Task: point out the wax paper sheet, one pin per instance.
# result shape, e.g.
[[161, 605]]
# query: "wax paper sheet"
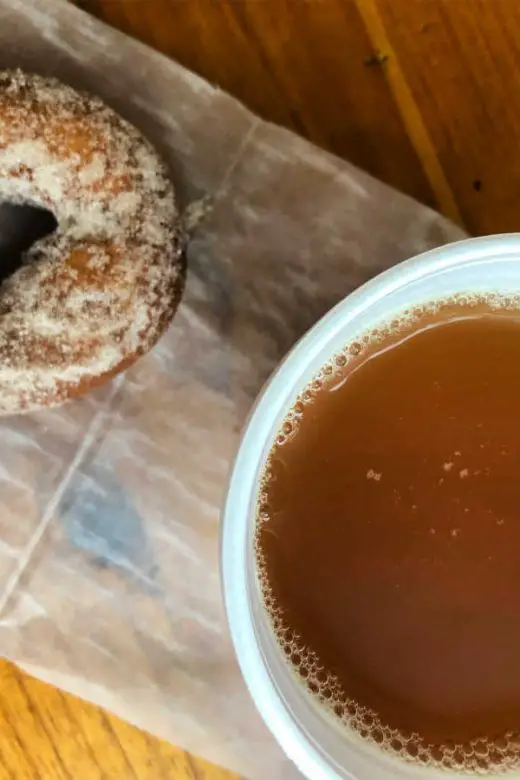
[[109, 522]]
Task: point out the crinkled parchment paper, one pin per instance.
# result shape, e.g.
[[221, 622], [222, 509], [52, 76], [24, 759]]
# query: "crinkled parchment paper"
[[109, 521]]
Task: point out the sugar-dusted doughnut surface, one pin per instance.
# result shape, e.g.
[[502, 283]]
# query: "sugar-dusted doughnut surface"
[[99, 291]]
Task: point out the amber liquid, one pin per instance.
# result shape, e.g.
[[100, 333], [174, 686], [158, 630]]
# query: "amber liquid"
[[390, 546]]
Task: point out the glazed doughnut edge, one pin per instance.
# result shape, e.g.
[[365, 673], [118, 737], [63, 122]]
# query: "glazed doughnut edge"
[[99, 292]]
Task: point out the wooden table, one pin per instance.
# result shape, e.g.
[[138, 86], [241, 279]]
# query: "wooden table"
[[424, 94]]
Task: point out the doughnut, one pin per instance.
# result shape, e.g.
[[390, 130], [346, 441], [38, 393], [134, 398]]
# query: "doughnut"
[[91, 297]]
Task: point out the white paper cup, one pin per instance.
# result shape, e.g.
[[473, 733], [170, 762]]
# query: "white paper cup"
[[316, 742]]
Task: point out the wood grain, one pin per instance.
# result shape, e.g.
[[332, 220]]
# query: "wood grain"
[[425, 95], [48, 735]]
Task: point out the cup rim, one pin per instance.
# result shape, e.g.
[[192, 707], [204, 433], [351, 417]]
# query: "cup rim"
[[241, 491]]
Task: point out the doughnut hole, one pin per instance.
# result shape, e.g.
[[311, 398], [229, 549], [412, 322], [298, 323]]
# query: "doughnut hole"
[[20, 228]]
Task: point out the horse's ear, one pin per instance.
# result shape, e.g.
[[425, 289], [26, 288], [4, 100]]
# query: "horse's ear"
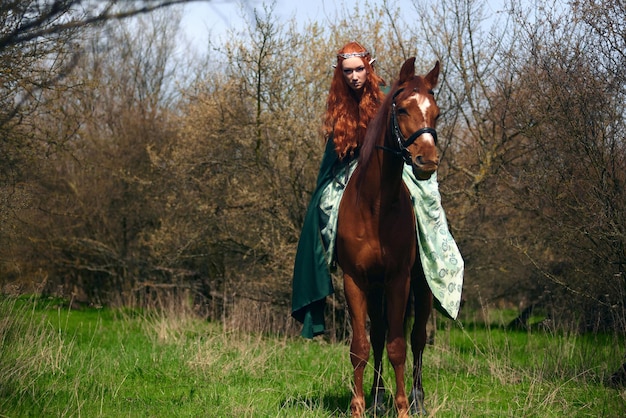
[[408, 70], [433, 76]]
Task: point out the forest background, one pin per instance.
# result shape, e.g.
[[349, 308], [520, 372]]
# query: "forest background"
[[130, 171]]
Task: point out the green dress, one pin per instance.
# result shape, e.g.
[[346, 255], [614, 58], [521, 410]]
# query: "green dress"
[[442, 262]]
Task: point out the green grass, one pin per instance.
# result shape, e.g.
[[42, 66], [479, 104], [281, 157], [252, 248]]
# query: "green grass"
[[169, 363]]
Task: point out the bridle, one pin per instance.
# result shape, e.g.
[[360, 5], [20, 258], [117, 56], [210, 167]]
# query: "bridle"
[[402, 141]]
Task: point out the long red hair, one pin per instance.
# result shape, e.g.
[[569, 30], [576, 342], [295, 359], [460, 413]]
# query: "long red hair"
[[347, 114]]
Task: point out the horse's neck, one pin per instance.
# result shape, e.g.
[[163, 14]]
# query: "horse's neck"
[[384, 179]]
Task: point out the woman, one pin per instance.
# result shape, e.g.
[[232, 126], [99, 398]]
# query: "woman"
[[352, 102], [354, 98]]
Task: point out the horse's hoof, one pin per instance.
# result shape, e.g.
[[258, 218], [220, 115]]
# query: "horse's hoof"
[[417, 403], [357, 408], [378, 408]]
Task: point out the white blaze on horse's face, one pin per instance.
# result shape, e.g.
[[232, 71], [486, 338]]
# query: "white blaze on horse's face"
[[424, 104]]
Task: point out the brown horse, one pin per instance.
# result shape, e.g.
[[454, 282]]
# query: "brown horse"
[[377, 241]]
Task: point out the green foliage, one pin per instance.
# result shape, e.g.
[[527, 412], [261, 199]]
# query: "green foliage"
[[100, 362]]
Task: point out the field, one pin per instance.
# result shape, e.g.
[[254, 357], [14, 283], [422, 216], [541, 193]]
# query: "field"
[[169, 363]]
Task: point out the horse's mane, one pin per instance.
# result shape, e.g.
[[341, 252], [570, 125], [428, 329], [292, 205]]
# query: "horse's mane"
[[375, 130]]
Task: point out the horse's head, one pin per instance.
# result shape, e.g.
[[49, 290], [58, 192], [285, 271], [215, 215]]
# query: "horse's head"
[[414, 114]]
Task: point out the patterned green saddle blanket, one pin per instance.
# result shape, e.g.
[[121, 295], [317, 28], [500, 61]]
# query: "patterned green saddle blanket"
[[440, 256]]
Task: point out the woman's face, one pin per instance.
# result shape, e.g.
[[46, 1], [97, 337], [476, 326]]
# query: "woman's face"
[[354, 72]]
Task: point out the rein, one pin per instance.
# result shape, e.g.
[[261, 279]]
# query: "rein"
[[402, 141]]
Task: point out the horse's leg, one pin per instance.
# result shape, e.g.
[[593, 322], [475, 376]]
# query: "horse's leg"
[[397, 297], [423, 298], [378, 328], [360, 346]]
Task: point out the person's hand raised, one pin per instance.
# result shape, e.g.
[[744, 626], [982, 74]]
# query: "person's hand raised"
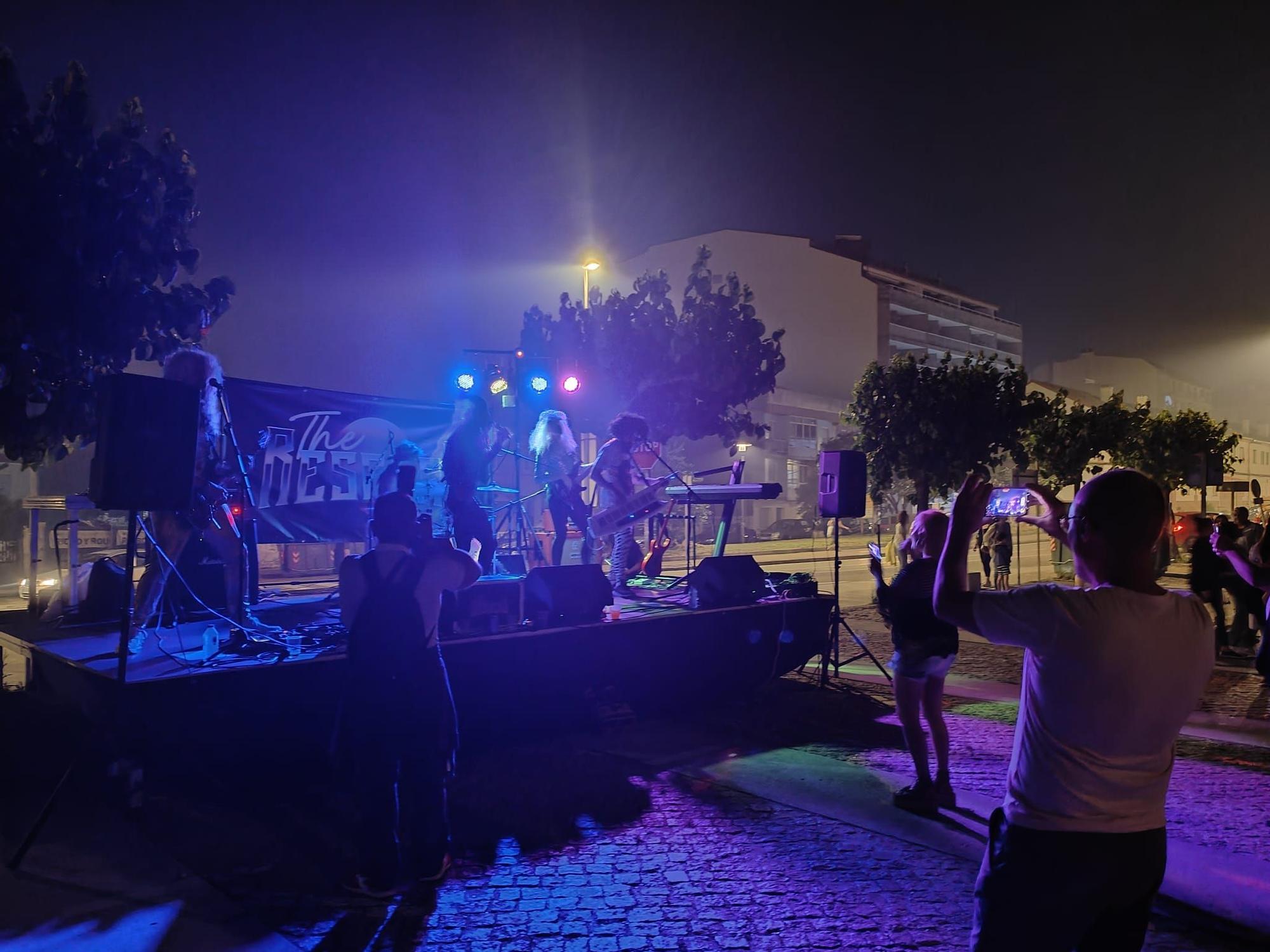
- - - - - - -
* Exercise directions: Repeat all the data as it stands, dropping any images it holds.

* Response to this exercise:
Task: point out the wax paper sheet, one pin per instance.
# result shape, e.g.
[[161, 605]]
# query: "wax paper sheet"
[[109, 522]]
Task: point out the crinkled parchment paper, one pin per instance.
# result shape, e.g.
[[221, 622], [222, 509], [52, 76], [24, 759]]
# query: "crinkled parchment paper"
[[109, 521]]
Task: point out the sugar-dusted doughnut surface, one pin per instance.
# result shape, e.g.
[[502, 283]]
# query: "sugar-dusted doughnut surface"
[[99, 291]]
Task: point out the amber liquid, one pin per instance.
# result shape, e.g.
[[100, 333], [174, 686], [158, 630]]
# query: "amber liquid"
[[390, 546]]
Task: point out the glazed doughnut edge, one pin per instance.
# result shape, e.g.
[[365, 673], [118, 737], [63, 122]]
# query: "glazed doughnut edge"
[[99, 292]]
Task: point out the wooden table, one pin per instance.
# result shape, e.g.
[[138, 86], [241, 279]]
# query: "wooden table"
[[424, 94]]
Task: point out the doughnut, one pin per instance.
# result shape, e.g.
[[390, 130], [346, 441], [38, 393], [134, 398]]
# query: "doughnut"
[[91, 297]]
Task: point out the white paper cup, one pin per instance.
# result shape, e.g.
[[473, 733], [170, 762]]
# query: "white paper cup"
[[316, 742]]
Task: point out the wood grain, one pin per instance.
# result shape, e.g.
[[332, 220]]
# query: "wood grain"
[[425, 95], [48, 735]]
Task: point out the cup rim, one pin per instance.
# result shape, e.g.
[[192, 707], [204, 433], [351, 417]]
# query: "cup rim"
[[241, 491]]
Task: point out the doughnut hole, one pin per instance.
# result shape, e.g.
[[311, 398], [229, 549], [412, 322], [298, 323]]
# query: "doughnut hole"
[[20, 228]]
Task: point out the horse's ear, one pin per instance.
# result shape, e.g.
[[425, 289], [26, 288], [4, 100]]
# query: "horse's ear"
[[408, 70], [433, 76]]
Task: point out the forest background, one pin per instance.
# result shape, e.g.
[[349, 308], [520, 372]]
# query: "forest background"
[[130, 171]]
Task: point out the green dress, one pin per instance.
# result shape, e.g.
[[346, 255], [614, 58], [521, 410]]
# query: "green dress"
[[442, 262]]
Task: point out the green grass, one pin per instance.
# result shape, e.g.
[[42, 66], [479, 104], [281, 157], [252, 248]]
# query: "green grass"
[[169, 363]]
Task: point out the bridle, one pin per instance.
# result shape, e.g.
[[360, 5], [20, 258], [117, 56], [210, 167]]
# query: "bridle"
[[402, 141]]
Task: point out the long red hair, one pin per instance.
# result shape, e.g.
[[569, 30], [576, 342], [295, 359], [460, 413]]
# query: "long red hair"
[[347, 114]]
Task: point out the horse's neck, one pin per instance.
# result shape, e.g.
[[163, 14]]
# query: "horse's neck"
[[384, 179]]
Task: point out the woman, one pin per instance.
# result shape, e.g.
[[232, 126], [99, 398]]
# query: "woman"
[[352, 102], [354, 98]]
Task: point out the horse's hoof, one pin per instance.
# result shape, e.g.
[[258, 218], [220, 115]]
# query: "horse's hoof"
[[417, 403], [357, 408], [378, 408]]
Task: point out the white blaze on horse's face, one pin per instance.
# result shape, e.g.
[[232, 71], [486, 338]]
# query: "white blaze on horse's face"
[[424, 104]]
Task: point out the brown horse, one pin per instance.
# result shape, e.g.
[[454, 282]]
# query: "brown horse"
[[377, 241]]
Task: point out the green foliage, one pin per instance.
# result shape, e.g.
[[527, 412], [261, 199]]
# query: "green foliage"
[[100, 362]]
Task: point out the field, one pin per instance.
# result shape, e.g.
[[254, 357], [14, 283], [422, 216], [541, 193]]
# query: "field"
[[169, 363]]
Task: point out the horse's mane, one pin per instance.
# result shape, e.g.
[[341, 252], [570, 125], [428, 329], [292, 205]]
# query: "horse's mane"
[[375, 130]]
Task: point out the horse's head, one pin per instance.
# result shape, e.g.
[[49, 290], [58, 192], [285, 271], [215, 215]]
# query: "horse's head"
[[414, 114]]
Task: point out the patterned green saddle blanket, one pin per instance.
# result shape, e.g.
[[121, 295], [317, 28], [500, 61]]
# query: "patterned green saddle blanket"
[[440, 256]]
Task: point out the woman's face, one pin per instance.
# result shape, e.g.
[[46, 1], [97, 337], [476, 326]]
# query: "woman's face"
[[354, 72]]
Task: point out the rein, one pin per instance.
# result shape, e.g.
[[261, 279]]
# query: "rein"
[[402, 141]]
Task: point out the horse's leg, one pin per instance.
# result shape, e.g.
[[593, 322], [475, 376]]
# query: "horse's leg"
[[397, 297], [423, 298], [378, 328], [360, 346]]
Task: point out the person's hand raised, one pin per instance.
# result shape, e.g.
[[744, 626], [982, 74]]
# query: "person's hand raised"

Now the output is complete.